-- WHAT IS REQUIRED --
Swap "One pin per instance" for "Mark each instance once" throughout the records below and reproduce them with nothing else altered.
Start of SOURCE RECORDS
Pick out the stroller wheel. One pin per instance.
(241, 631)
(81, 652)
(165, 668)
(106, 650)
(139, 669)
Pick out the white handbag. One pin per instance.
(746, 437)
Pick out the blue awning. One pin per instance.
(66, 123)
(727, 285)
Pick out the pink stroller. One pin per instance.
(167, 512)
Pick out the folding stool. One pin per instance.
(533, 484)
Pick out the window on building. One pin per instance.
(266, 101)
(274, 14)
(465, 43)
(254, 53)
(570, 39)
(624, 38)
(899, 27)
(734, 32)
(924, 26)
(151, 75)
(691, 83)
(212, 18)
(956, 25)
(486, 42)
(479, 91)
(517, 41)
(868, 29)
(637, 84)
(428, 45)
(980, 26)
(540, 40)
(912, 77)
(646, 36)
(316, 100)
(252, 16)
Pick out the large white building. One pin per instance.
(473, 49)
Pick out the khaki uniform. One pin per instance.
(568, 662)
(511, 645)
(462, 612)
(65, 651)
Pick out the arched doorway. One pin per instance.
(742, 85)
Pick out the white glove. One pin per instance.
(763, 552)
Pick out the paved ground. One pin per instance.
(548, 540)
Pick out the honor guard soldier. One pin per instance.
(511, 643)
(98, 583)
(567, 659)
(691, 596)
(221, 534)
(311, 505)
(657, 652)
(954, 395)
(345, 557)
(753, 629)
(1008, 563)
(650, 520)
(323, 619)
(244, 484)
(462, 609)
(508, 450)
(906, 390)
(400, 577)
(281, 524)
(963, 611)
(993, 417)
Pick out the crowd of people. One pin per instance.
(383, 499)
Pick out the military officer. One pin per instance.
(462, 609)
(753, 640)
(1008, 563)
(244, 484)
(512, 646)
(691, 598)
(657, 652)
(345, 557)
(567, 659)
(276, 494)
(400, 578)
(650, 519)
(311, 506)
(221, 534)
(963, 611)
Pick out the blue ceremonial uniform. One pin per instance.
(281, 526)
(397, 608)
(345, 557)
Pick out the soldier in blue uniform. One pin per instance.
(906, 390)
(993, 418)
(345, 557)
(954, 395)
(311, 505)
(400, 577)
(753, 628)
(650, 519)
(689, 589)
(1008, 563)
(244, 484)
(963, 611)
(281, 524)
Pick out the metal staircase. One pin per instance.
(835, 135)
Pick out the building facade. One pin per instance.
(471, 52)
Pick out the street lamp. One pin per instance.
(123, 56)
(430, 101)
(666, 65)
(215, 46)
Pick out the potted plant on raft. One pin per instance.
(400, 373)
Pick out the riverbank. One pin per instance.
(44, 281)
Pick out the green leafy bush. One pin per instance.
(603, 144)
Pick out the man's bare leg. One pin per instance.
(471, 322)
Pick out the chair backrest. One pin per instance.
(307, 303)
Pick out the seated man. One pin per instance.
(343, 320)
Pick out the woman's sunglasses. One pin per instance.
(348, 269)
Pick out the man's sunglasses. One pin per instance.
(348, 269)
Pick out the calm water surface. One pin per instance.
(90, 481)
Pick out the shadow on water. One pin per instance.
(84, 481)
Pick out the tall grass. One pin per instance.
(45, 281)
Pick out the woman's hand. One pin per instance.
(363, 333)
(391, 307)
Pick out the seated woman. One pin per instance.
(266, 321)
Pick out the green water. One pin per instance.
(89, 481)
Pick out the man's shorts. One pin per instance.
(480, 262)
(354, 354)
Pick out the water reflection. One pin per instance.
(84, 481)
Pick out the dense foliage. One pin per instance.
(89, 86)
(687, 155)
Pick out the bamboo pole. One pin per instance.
End of SOURCE RECORDS
-- THE SOLUTION --
Pick out the stroller wheel. Mark each instance once.
(241, 631)
(81, 652)
(165, 668)
(106, 650)
(139, 669)
Pick out the white handbag. Mark each instance once.
(746, 437)
Pick out the blue awning. Mark each instance once.
(66, 123)
(727, 285)
Pick out the pink stroller. Mark each instance once.
(167, 512)
Pick out the folding stool. Mark each instance once.
(533, 484)
Pick out the window on building. Mark each instance once.
(266, 101)
(274, 14)
(465, 43)
(254, 53)
(570, 39)
(624, 38)
(899, 27)
(734, 32)
(924, 26)
(151, 75)
(691, 83)
(212, 18)
(956, 25)
(486, 42)
(479, 91)
(517, 41)
(868, 29)
(637, 84)
(428, 45)
(980, 26)
(540, 40)
(912, 77)
(646, 36)
(316, 100)
(252, 16)
Pick out the large white building. Mark each instance once.
(473, 49)
Pick out the khaki uniform. Mark each instance once.
(568, 662)
(511, 645)
(462, 612)
(65, 651)
Pick out the arched doorway. Mark each instance once.
(742, 85)
Pick out the white glove. Mark each instance once.
(763, 552)
Pick out the paved ground. Mark each instance once.
(548, 540)
Pick out the honor guard soldier. Mark each instance once.
(511, 643)
(98, 583)
(567, 659)
(691, 596)
(221, 534)
(311, 505)
(657, 652)
(954, 395)
(345, 557)
(753, 629)
(1008, 563)
(650, 520)
(323, 619)
(244, 484)
(462, 609)
(508, 450)
(906, 390)
(400, 577)
(281, 524)
(963, 611)
(993, 417)
Pick out the crowd of people. Mark each instance once.
(383, 499)
Pick out the military officer. Mark each instance once.
(462, 609)
(753, 640)
(1008, 563)
(244, 484)
(512, 646)
(691, 598)
(657, 652)
(345, 557)
(567, 659)
(276, 494)
(400, 578)
(650, 519)
(311, 506)
(221, 534)
(963, 611)
Pick out the blue ceremonial uniform. Mark each instance once.
(281, 526)
(397, 608)
(345, 557)
Pick out the soldier in blue uniform. Mark each instance once.
(906, 390)
(993, 418)
(345, 557)
(954, 395)
(311, 505)
(400, 577)
(753, 628)
(650, 519)
(689, 589)
(1008, 563)
(244, 484)
(963, 611)
(281, 524)
Pick out the metal staircase. Mark each instance once.
(835, 135)
Pick out the building facade. Mark each instance once.
(471, 52)
Pick out the street lamp. Mark each instance once.
(123, 56)
(430, 101)
(666, 65)
(215, 46)
Pick out the potted plant on raft. Mark each instance once.
(400, 373)
Pick out the riverbank. Mark each instance once.
(44, 281)
Pick out the green leafy bush. Mark each instance once.
(603, 144)
Pick out the man's bare leg. Mark each instance once.
(471, 322)
Pick out the chair backrest. Mark each instance once.
(307, 303)
Pick out the seated man. Mark each instance once.
(343, 320)
Pick out the woman's sunglasses. Mark each instance once.
(348, 269)
Pick out the man's sunglasses. Mark each instance once.
(348, 269)
Pick out the calm water surface. Mark each instance once.
(90, 481)
Pick out the shadow on water. Mark each instance once.
(84, 481)
Pick out the tall grass. Mark each instance once.
(45, 281)
Pick out the woman's hand. Mark each instance once.
(363, 333)
(391, 307)
Pick out the seated woman. Mark each instance once.
(266, 321)
Pick out the green water. Mark each instance once.
(89, 481)
Pick out the man's shorts. Mark each instance once.
(480, 262)
(354, 354)
Pick out the water reflection. Mark each instance once.
(84, 481)
Pick out the dense foliage. Mark each instance once.
(89, 86)
(687, 155)
Pick out the bamboo pole. Mark each instance once.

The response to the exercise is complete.